__ENTRIES__:
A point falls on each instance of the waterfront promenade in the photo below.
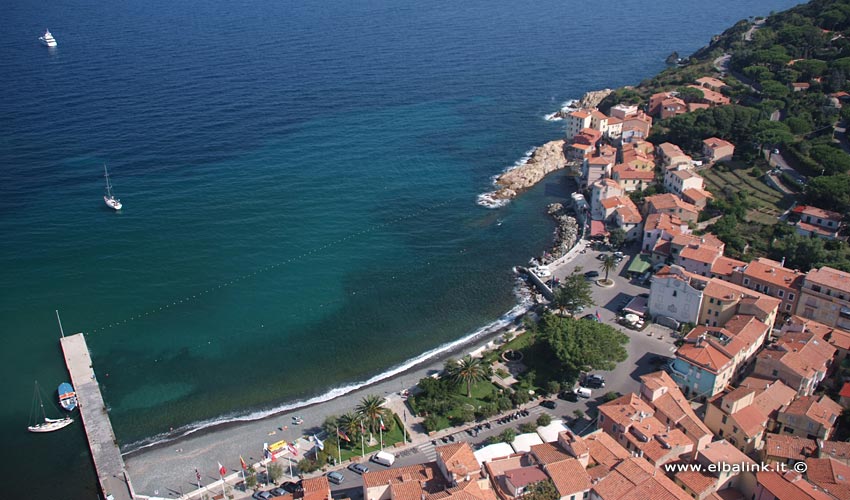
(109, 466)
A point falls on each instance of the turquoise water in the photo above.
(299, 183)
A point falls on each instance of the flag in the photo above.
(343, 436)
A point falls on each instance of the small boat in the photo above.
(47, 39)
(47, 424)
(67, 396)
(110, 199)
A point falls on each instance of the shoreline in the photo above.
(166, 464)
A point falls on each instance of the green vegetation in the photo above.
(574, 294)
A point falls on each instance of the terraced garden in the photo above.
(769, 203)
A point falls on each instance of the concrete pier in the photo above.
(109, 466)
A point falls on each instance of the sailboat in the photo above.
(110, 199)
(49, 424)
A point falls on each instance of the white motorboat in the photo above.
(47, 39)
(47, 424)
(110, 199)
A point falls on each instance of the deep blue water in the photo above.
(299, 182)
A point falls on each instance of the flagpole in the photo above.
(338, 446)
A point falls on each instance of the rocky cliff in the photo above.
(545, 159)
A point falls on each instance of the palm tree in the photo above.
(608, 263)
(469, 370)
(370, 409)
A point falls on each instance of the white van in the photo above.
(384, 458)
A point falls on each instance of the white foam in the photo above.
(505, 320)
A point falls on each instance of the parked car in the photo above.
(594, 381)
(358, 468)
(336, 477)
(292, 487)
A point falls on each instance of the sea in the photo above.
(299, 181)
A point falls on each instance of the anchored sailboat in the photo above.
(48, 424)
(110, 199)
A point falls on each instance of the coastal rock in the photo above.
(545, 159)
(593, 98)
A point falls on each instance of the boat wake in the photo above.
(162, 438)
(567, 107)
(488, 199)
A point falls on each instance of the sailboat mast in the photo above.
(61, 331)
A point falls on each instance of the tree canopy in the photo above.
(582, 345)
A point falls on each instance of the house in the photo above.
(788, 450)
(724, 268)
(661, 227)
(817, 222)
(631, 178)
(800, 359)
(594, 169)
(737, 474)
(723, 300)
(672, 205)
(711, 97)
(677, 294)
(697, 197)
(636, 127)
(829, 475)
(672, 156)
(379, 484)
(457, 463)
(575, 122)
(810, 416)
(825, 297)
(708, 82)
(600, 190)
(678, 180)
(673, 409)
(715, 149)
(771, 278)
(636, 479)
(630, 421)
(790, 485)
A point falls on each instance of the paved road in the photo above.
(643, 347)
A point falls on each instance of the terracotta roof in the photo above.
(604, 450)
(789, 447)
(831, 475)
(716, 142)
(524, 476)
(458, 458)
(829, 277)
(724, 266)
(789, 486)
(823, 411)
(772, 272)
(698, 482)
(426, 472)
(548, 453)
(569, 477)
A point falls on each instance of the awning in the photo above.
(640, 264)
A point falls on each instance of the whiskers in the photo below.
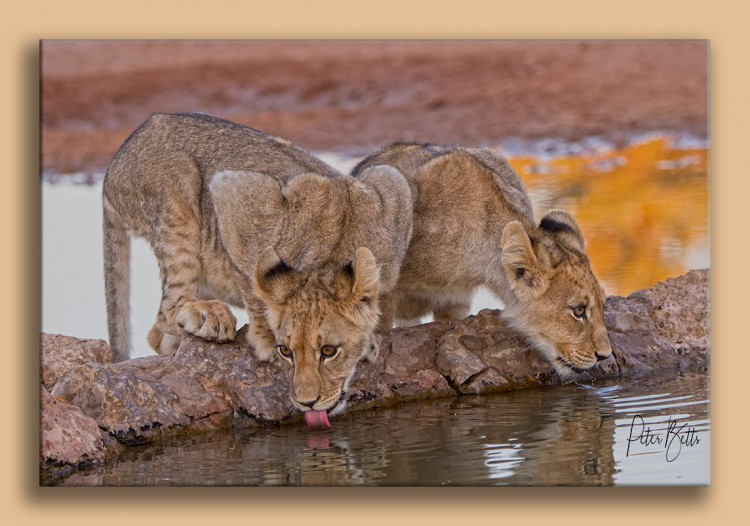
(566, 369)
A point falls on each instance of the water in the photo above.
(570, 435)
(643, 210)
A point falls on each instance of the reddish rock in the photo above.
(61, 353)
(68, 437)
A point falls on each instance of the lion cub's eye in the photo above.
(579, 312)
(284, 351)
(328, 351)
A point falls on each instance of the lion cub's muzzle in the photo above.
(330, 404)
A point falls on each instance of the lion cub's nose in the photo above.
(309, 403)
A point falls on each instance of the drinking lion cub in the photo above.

__TASK STATEMENT__:
Write down exactly the lines running from the line with "A point falls on each instance of the paved" through the end of the material, both ends included, and none of the pictures.

__RESPONSE TO THIS EXERCISE__:
A point falls on each instance of the paved road in the photo above.
(643, 347)
A point falls on each instance of the terracotta roof in the photo above.
(604, 450)
(789, 447)
(831, 475)
(716, 142)
(524, 476)
(458, 458)
(829, 277)
(724, 266)
(789, 486)
(823, 411)
(772, 272)
(698, 482)
(426, 472)
(548, 453)
(569, 477)
A point falls on each instance of the awning in the photo above.
(640, 264)
A point falls on each instance of the whiskers in the photo below.
(566, 369)
A point falls on each instance of the water in the photo above.
(570, 435)
(643, 210)
A point falls on each instance of the reddish rock in the photo above.
(61, 353)
(68, 437)
A point falls on each instance of the lion cub's eye in the photo above.
(579, 312)
(284, 351)
(328, 351)
A point falls on each instance of the lion cub's muzzle in the photo above.
(330, 404)
A point falls on each instance of the lion cub's nose in the photo above.
(309, 403)
A point falls on each instance of the drinking lion cub in the photo above.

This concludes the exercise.